WHAT TO WORK ON
Every line of the material is to be transcribed verbatim, with images omitted.
(EXERCISE MATERIALS)
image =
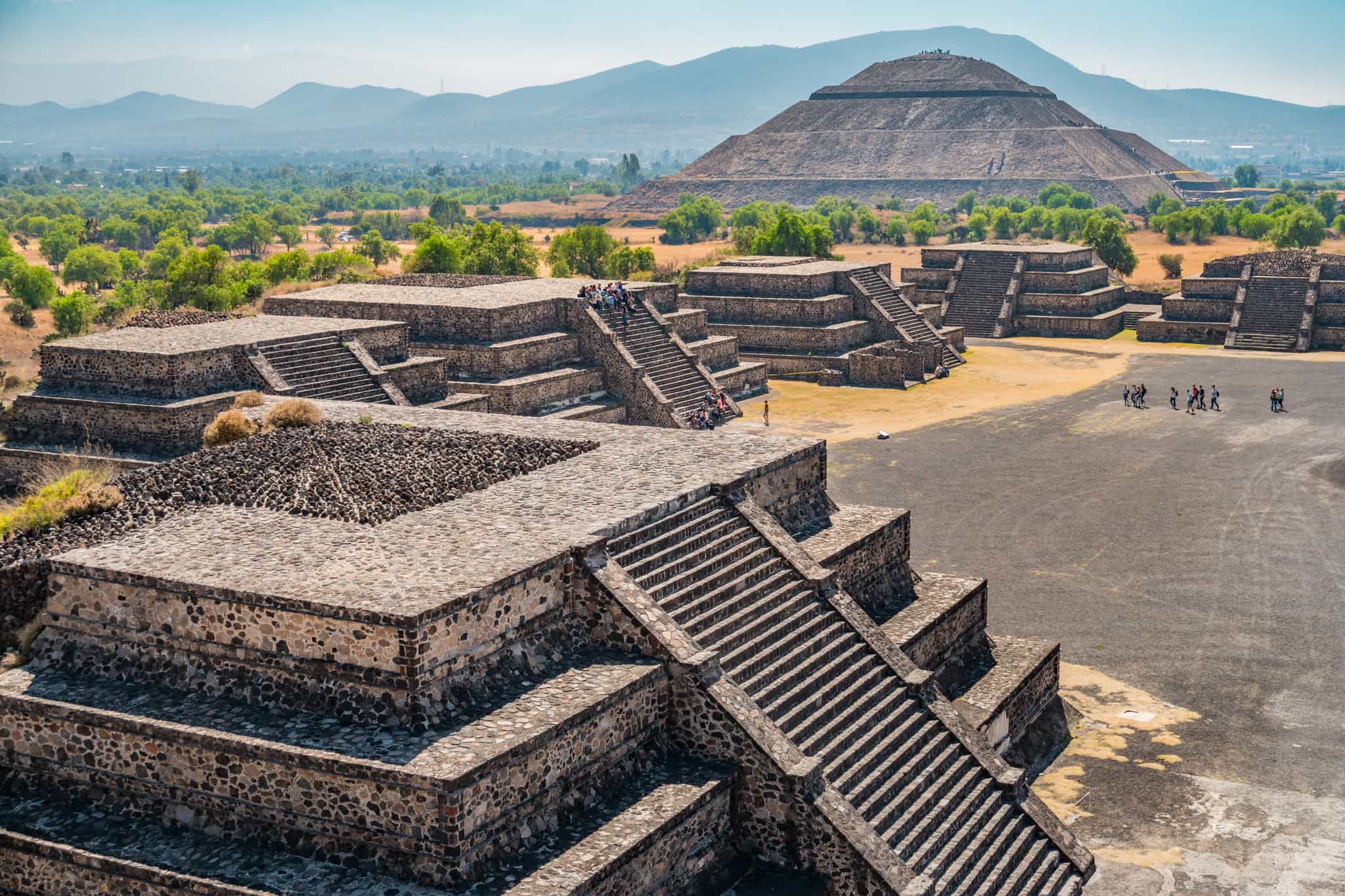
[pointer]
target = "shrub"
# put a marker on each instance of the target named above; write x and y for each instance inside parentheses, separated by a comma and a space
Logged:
(74, 495)
(228, 427)
(294, 412)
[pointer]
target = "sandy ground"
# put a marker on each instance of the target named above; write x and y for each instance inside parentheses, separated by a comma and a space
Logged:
(997, 373)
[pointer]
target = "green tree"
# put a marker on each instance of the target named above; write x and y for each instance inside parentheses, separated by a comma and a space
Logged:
(376, 249)
(978, 224)
(921, 232)
(436, 254)
(290, 234)
(33, 285)
(1107, 238)
(1298, 228)
(1246, 175)
(898, 230)
(1325, 205)
(129, 263)
(73, 314)
(583, 250)
(57, 244)
(92, 267)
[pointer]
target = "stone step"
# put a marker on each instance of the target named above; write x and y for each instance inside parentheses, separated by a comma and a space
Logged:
(705, 519)
(444, 798)
(658, 829)
(630, 544)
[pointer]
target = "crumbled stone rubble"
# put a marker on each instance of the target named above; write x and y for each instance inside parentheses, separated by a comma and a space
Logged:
(179, 317)
(447, 281)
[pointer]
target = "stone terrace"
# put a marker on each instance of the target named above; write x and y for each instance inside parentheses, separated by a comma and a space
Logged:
(1007, 288)
(531, 347)
(1271, 301)
(816, 317)
(489, 694)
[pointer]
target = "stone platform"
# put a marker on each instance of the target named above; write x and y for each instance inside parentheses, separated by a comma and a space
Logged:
(542, 685)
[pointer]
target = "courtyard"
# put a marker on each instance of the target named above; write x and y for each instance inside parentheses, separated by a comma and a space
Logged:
(1189, 567)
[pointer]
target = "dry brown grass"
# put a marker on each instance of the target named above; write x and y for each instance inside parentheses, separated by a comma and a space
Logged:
(77, 494)
(229, 426)
(294, 412)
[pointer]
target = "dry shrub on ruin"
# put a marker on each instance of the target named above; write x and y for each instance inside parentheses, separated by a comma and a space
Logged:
(294, 412)
(74, 495)
(228, 427)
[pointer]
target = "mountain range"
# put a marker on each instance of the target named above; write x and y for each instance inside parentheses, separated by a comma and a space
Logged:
(643, 106)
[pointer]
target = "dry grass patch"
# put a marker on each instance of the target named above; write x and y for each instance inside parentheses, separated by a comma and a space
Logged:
(294, 412)
(228, 427)
(74, 495)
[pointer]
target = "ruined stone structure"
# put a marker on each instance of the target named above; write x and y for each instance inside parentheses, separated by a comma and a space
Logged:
(150, 393)
(929, 127)
(545, 685)
(803, 314)
(531, 347)
(1286, 301)
(1007, 288)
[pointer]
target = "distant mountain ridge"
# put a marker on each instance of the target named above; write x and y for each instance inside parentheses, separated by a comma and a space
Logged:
(649, 106)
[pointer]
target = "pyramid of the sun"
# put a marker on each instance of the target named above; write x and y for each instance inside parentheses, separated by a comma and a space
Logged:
(End EXERCISE MATERIALS)
RESULT OF THE EXERCISE
image =
[pointer]
target = "shrub"
# put a marker on each instance of the target named above; write x and y for each instance inside parentheses, separated by a comma and a space
Logged:
(74, 495)
(228, 427)
(294, 412)
[pointer]
target = "sandy ground"
# put a marker on each instance of the target named above; write x and y for each instance inside parentheses, separated by a comma and a space
Logged:
(997, 373)
[pointer]
target = "green tree"
# put a marker on each instance of the target named above; write x and y for each instance inside parentheses, separated by a comma and a space
Logged:
(376, 249)
(978, 224)
(921, 232)
(436, 254)
(290, 234)
(33, 285)
(1107, 238)
(1298, 228)
(1246, 175)
(898, 230)
(1325, 205)
(129, 263)
(73, 314)
(583, 250)
(57, 244)
(92, 267)
[pointer]
target = "stone step"
# put a marker on each instance of the target named above; write x and y for each instance inside parentheses, separated by a comma and a space
Logged:
(705, 519)
(444, 798)
(658, 829)
(630, 544)
[pointer]
target = "crumbled stone rubble"
# put a marker on each instance of the target named above; write x and y for each instance inside parentheses, separated by a comma and a space
Logged:
(179, 317)
(447, 281)
[pointer]
target = "stone terrace"
# put a marker on each instance of the target named above; write x and y for each instance inside parentheses, separated by a comma and a space
Logged:
(1007, 288)
(531, 347)
(1271, 301)
(816, 317)
(489, 694)
[pointer]
target = "stone platform"
# put a marker on each instance of the target named above; write x and y for each instance inside parentheses, separated by a comma and a space
Logged:
(542, 685)
[pointer]
target = "courtyard"
# put a marker on each instance of the target named above; write x and y for each instance inside parentheses, separated by a comma and a space
Logged:
(1189, 567)
[pointer]
target = "dry brown grass"
# put a marker on each instance of the target named above; write x and y for each instance inside parentheses, separated by a comma and a space
Logged:
(77, 494)
(229, 426)
(294, 412)
[pointer]
target = "dry shrub on ruin"
# put a marker on each instance of the target named above; write x and y for each instance inside parentheses, separated by a comma and a space
Logged:
(294, 412)
(74, 495)
(228, 427)
[pointer]
target = "mountain range"
# put a marker on each instance of the target named above; write x and y for each instance inside parentheses, separated by a comma and a space
Logged:
(643, 106)
[pointer]
target = "dry grass patch"
# put a marker on each instance of the target named above; write x and y for each instance inside parentheses, separated by a comma and a space
Logged:
(294, 412)
(228, 427)
(74, 495)
[pointer]
target = "ruined stone structure"
# put a marker on each instance of the target named above; write x and y for each instance inside parentheses, separated by a comma and a space
Logged:
(150, 393)
(929, 127)
(545, 685)
(803, 314)
(531, 347)
(1286, 301)
(1007, 288)
[pointer]
target = "distant mountain ridge"
# put a marker on each instance of the target named above; write x and y for each instance inside parentheses, separated by a comma and a space
Logged:
(649, 106)
[pointer]
target = "pyramid of the sun"
# put a marker on each instance of the target named above; write x and y for each instance inside parentheses, separated by a comma and a space
Logged:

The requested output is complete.